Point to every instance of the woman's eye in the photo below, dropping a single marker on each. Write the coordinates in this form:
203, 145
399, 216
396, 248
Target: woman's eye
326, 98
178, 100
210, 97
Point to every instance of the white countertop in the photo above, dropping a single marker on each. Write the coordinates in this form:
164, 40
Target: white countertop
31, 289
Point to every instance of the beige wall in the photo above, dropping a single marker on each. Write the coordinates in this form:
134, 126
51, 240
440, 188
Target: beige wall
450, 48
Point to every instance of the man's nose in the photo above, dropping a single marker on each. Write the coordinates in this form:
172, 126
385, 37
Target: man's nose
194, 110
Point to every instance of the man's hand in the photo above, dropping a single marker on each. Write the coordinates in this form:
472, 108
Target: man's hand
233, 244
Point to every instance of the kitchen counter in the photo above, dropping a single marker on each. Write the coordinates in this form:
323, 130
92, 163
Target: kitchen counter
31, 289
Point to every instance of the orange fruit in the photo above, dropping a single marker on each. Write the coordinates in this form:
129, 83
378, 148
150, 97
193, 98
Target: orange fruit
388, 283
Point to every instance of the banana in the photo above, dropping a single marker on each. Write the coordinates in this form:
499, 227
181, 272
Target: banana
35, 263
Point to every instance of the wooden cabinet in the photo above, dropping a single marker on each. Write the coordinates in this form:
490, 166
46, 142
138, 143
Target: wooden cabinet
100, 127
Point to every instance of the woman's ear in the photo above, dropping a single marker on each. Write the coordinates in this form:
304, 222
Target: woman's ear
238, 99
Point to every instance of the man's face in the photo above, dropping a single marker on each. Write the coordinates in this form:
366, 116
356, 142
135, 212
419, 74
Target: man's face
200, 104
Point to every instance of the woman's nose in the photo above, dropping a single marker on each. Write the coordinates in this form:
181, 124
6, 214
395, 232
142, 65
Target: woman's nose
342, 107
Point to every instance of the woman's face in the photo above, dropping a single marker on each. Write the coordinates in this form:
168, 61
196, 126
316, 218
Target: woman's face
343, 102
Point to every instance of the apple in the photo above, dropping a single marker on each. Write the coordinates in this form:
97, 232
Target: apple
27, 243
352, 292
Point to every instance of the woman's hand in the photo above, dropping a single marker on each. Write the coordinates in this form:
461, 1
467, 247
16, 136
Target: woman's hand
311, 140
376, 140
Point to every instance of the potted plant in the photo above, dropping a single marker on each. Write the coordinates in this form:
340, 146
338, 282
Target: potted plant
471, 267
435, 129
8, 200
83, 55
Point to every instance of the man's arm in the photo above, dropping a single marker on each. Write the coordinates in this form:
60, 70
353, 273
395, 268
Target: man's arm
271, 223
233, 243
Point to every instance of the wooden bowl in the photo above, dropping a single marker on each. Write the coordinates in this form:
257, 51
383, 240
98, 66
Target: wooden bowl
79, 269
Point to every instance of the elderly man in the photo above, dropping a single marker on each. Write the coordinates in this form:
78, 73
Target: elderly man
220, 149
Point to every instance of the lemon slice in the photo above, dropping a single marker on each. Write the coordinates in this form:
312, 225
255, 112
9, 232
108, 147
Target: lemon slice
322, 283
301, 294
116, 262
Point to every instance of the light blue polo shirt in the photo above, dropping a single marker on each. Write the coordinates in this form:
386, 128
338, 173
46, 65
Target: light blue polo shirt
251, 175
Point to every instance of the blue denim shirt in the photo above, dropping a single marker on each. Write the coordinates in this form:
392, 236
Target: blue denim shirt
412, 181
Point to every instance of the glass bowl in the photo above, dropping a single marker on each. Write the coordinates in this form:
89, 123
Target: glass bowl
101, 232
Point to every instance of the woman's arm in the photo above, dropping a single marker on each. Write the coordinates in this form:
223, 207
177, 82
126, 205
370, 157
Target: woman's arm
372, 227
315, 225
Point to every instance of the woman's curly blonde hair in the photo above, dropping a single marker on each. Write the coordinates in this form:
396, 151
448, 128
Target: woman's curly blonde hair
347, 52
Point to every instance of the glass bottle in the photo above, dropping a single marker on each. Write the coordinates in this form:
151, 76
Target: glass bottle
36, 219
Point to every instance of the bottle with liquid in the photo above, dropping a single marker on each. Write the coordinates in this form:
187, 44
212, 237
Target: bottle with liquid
******
> [TO DO]:
Everything from the line containing "Point to every instance of the woman's curly" through the last line of the records must be given again exactly; leave out all other lines.

> [ANSWER TO THE TASK]:
Point to every instance of the woman's curly blonde hair in the photo above, dropping a single marker on each. Write the coordinates in this form:
396, 151
448, 128
Target: woman's curly blonde hair
347, 52
Point to every instance of the glass bottle in the photo above, dropping a single marker on each. Write the coordinates in this form:
151, 76
Target: glass bottle
36, 219
Point to every instance of the bottle with liquid in the photo above, dropping a single marker on each. Write the coordinates in this form:
187, 44
212, 237
Target: bottle with liquid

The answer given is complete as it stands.